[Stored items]
□ □ □ □ □
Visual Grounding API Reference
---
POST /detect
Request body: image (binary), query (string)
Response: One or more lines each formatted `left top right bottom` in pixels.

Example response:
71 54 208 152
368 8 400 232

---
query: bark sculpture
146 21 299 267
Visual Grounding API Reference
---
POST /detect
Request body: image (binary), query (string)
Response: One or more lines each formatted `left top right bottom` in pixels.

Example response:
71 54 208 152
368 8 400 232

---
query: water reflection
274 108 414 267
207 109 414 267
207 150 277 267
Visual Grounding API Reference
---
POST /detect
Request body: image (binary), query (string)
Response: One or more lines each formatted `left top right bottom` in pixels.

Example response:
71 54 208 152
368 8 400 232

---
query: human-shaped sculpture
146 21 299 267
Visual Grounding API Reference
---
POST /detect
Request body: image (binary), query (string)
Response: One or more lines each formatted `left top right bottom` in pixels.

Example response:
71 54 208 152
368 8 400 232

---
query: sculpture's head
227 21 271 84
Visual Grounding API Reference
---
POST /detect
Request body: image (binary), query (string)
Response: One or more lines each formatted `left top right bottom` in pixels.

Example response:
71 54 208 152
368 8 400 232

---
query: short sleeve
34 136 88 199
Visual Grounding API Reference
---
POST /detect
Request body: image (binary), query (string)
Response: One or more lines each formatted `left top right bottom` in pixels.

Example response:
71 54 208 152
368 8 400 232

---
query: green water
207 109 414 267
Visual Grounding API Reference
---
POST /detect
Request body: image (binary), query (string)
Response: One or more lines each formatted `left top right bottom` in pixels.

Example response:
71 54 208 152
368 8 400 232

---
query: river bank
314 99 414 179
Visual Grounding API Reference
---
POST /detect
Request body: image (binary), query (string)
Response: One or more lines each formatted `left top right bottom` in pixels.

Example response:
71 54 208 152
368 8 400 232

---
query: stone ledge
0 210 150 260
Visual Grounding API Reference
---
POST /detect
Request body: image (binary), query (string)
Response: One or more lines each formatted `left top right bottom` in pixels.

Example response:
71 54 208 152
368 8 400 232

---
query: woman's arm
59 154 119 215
□ □ □ □ □
- [TASK OBJECTIVE]: Arrange every line of the material above as a Markdown table with the columns Row and Line, numbering the rows and leaving out blank lines.

- [CORRECT RESPONSE]:
| Row | Line |
|---|---|
| 1 | Visual Grounding API Reference |
| 2 | --- |
| 3 | POST /detect |
| 4 | Request body: image (binary), query (string) |
| 5 | Response: One or more lines each formatted `left top right bottom` in pixels. |
| 6 | Example response: |
| 7 | 71 54 208 152 |
| 8 | 368 8 400 232 |
| 9 | --- |
| 10 | query: bark sculpture |
| 11 | 146 21 299 267 |
| 12 | Visual Grounding API Reference |
| 13 | --- |
| 14 | POST /detect |
| 15 | Request body: image (binary), query (string) |
| 16 | Response: One or more lines each formatted `left top right bottom` in pixels. |
| 17 | Example response: |
| 18 | 71 54 208 152 |
| 19 | 368 8 400 232 |
| 20 | --- |
| 21 | query: water reflection |
| 22 | 274 108 414 267 |
| 23 | 207 109 414 267 |
| 24 | 207 150 277 267 |
| 25 | Visual Grounding API Reference |
| 26 | --- |
| 27 | POST /detect |
| 28 | Request body: image (binary), query (string) |
| 29 | Response: One or more lines each formatted `left top right bottom` in pixels. |
| 30 | Example response: |
| 31 | 71 54 208 152 |
| 32 | 368 8 400 232 |
| 33 | --- |
| 34 | query: human-shaped sculpture |
| 35 | 146 21 299 267 |
| 36 | Visual Grounding API Reference |
| 37 | --- |
| 38 | POST /detect |
| 39 | Request body: image (binary), query (string) |
| 40 | Response: One or more lines each formatted `left top right bottom` in pixels. |
| 41 | Example response: |
| 42 | 71 54 208 152 |
| 43 | 368 8 400 232 |
| 44 | --- |
| 45 | query: sculpture's head |
| 46 | 227 21 271 84 |
| 47 | Visual Grounding API Reference |
| 48 | --- |
| 49 | POST /detect |
| 50 | Request body: image (binary), query (string) |
| 51 | Response: One or more lines each formatted `left top right bottom` in pixels. |
| 52 | Example response: |
| 53 | 71 54 208 152 |
| 54 | 368 8 400 232 |
| 55 | --- |
| 56 | query: short sleeve |
| 57 | 34 136 88 199 |
| 58 | Visual Grounding API Reference |
| 59 | --- |
| 60 | POST /detect |
| 61 | Request body: image (binary), query (string) |
| 62 | Response: One or more lines each formatted `left top right bottom` in pixels. |
| 63 | Example response: |
| 64 | 71 54 208 152 |
| 65 | 368 8 400 232 |
| 66 | --- |
| 67 | query: green water |
| 68 | 207 109 414 267 |
| 69 | Visual Grounding API Reference |
| 70 | --- |
| 71 | POST /detect |
| 72 | Request body: image (binary), query (string) |
| 73 | Response: One or more lines each formatted `left top right bottom` in pixels. |
| 74 | Example response: |
| 75 | 71 54 208 152 |
| 76 | 368 8 400 232 |
| 77 | --- |
| 78 | query: river bank |
| 79 | 314 99 414 179 |
| 80 | Visual Grounding API Reference |
| 81 | --- |
| 82 | POST /detect |
| 83 | Request body: image (binary), query (string) |
| 84 | Response: One or more lines each formatted `left top right bottom` in pixels. |
| 85 | Example response: |
| 86 | 71 54 208 152 |
| 87 | 368 8 400 232 |
| 88 | --- |
| 89 | query: stone ledge |
| 90 | 0 210 150 260 |
| 91 | Visual Grounding API Reference |
| 92 | --- |
| 93 | POST /detect |
| 94 | Request body: image (binary), query (string) |
| 95 | Response: One or more lines each formatted `left top right bottom` in pixels. |
| 96 | Example response: |
| 97 | 71 54 208 152 |
| 98 | 368 8 400 232 |
| 99 | --- |
| 100 | query: woman's arm |
| 101 | 59 154 119 215 |